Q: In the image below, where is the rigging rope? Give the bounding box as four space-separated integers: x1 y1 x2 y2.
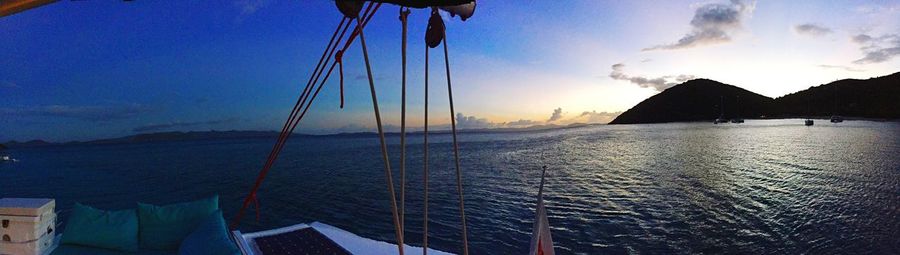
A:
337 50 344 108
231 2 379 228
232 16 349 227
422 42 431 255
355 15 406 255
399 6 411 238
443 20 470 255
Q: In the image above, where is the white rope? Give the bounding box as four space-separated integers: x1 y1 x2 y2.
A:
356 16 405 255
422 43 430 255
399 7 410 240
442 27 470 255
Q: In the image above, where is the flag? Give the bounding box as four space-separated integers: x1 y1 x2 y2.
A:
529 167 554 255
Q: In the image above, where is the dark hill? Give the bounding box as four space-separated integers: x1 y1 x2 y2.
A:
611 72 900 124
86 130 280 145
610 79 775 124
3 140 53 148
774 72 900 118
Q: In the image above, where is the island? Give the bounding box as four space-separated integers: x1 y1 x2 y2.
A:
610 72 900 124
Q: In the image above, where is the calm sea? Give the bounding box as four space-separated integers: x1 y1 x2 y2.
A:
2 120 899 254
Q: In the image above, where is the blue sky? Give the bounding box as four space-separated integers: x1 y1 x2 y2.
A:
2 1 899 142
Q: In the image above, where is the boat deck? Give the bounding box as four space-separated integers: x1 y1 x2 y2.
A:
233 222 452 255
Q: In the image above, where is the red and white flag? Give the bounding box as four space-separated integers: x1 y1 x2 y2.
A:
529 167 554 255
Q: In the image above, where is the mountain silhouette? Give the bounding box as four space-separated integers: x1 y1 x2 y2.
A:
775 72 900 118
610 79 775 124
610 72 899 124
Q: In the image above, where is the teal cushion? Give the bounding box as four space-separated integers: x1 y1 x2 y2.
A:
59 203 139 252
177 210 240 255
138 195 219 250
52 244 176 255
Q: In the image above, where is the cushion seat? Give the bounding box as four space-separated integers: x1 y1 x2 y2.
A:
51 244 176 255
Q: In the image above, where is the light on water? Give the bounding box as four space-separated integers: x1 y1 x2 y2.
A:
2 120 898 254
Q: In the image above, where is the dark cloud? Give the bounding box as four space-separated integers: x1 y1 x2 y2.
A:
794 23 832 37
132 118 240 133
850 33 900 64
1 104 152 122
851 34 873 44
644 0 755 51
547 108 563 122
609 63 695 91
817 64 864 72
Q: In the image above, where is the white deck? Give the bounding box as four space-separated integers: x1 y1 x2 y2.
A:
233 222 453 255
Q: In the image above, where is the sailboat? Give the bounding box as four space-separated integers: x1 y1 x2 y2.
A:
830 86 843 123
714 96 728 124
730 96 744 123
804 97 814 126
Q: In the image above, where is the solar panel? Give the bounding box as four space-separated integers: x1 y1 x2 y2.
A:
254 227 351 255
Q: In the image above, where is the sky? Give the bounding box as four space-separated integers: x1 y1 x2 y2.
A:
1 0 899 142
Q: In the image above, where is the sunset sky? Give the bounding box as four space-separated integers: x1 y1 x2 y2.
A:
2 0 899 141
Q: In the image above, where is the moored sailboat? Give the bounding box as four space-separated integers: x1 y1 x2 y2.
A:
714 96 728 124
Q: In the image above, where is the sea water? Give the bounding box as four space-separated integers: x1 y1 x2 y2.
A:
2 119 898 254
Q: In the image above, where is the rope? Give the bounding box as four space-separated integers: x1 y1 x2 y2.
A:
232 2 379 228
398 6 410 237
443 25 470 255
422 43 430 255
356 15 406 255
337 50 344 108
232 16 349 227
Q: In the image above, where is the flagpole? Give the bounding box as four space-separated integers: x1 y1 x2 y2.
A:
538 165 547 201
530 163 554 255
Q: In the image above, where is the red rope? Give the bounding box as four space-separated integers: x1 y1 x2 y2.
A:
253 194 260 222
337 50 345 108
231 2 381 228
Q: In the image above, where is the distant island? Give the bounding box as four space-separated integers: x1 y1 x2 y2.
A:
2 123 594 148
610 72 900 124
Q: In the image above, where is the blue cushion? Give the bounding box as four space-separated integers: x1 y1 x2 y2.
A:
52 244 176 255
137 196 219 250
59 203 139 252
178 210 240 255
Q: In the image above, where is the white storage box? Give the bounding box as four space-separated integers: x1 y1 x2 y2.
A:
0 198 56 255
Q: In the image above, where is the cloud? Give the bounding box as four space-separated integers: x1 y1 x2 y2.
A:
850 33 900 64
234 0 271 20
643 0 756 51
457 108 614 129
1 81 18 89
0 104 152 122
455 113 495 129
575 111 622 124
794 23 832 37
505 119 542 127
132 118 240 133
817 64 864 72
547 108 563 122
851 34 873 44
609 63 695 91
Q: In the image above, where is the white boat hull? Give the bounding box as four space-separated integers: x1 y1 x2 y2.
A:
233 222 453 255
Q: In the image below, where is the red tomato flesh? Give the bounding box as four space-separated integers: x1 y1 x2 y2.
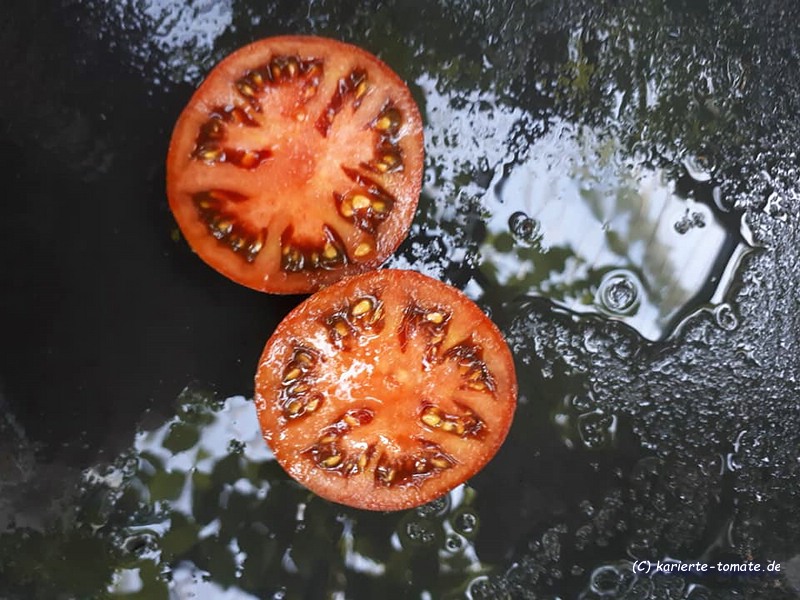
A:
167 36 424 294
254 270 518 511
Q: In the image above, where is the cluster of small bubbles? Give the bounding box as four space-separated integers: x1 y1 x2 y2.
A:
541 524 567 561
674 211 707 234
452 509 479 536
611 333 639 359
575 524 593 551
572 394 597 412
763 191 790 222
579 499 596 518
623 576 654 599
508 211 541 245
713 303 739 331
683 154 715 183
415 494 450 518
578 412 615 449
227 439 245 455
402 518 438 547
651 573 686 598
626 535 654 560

* * *

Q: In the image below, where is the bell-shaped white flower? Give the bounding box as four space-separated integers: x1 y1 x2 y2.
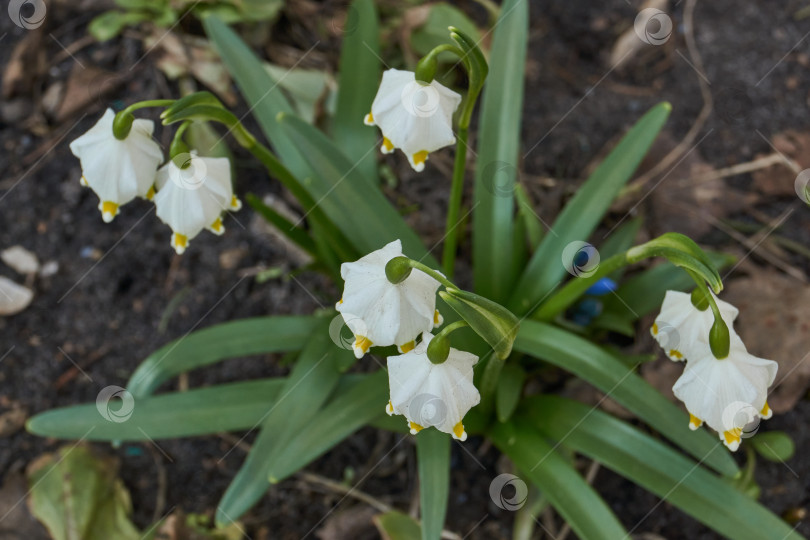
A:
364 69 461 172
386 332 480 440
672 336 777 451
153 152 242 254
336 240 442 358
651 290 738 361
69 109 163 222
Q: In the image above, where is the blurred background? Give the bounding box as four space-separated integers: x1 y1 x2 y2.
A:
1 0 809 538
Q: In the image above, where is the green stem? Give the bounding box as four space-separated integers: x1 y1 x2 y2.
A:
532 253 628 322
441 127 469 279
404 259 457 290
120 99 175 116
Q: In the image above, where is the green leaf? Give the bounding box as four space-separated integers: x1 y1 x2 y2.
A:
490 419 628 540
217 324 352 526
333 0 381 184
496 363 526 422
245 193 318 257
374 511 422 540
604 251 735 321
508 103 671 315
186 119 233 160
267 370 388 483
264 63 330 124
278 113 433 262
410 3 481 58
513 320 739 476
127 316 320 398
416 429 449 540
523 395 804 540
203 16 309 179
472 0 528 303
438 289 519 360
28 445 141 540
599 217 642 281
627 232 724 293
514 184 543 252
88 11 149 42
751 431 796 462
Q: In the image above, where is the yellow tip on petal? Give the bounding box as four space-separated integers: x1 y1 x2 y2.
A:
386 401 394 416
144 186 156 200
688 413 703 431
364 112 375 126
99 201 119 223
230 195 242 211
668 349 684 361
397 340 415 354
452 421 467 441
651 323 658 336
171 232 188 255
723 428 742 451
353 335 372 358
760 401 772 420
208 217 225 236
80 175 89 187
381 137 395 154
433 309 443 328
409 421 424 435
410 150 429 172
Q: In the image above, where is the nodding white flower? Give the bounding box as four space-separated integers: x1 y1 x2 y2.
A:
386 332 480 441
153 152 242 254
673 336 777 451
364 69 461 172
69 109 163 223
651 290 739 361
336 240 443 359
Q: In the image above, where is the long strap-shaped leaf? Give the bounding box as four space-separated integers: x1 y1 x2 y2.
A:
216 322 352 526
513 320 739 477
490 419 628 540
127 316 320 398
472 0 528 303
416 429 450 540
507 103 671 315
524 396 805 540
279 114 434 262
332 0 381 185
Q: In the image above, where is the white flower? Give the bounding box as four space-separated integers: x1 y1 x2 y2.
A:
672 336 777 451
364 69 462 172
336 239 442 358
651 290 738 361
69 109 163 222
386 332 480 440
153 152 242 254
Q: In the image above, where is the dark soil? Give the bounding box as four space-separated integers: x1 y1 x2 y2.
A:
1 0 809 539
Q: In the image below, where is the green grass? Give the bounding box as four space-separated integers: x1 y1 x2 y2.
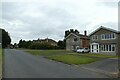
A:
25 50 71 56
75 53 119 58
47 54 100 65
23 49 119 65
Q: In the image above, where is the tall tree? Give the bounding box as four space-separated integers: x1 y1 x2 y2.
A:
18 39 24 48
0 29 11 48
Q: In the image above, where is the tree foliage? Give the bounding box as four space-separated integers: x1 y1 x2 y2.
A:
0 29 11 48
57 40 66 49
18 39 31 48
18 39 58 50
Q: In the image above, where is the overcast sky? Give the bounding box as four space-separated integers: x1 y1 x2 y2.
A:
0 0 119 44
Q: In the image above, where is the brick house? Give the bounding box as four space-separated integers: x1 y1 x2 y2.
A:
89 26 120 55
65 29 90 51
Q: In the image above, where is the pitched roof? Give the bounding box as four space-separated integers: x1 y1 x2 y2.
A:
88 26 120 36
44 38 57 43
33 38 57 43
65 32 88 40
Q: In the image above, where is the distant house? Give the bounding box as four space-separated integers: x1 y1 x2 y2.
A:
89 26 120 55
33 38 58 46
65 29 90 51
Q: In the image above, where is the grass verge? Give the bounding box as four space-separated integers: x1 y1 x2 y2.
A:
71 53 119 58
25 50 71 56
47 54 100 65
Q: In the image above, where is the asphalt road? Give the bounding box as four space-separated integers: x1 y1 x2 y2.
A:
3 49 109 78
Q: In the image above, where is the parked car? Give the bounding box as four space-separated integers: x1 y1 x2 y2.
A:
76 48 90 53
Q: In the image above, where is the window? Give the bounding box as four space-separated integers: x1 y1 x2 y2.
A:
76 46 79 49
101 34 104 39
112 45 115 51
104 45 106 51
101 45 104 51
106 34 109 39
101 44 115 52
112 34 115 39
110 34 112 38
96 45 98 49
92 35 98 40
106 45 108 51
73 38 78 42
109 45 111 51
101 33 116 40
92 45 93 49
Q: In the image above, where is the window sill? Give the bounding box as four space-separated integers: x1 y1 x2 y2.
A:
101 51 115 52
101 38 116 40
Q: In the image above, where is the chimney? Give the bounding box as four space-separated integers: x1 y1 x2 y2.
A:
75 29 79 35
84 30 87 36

### EXERCISE DETAILS
Considering only the data above, return the lines in which "grass" occurs.

### RESULT FOR THIS TASK
Q: In the image below, where is the green grass? Give the bounding box as four space-separated integers: x1 y1 x2 y2.
Q: In the image above, where is the grass verge? Give the bounding box as four space-separated integers: x1 y1 x2 y2.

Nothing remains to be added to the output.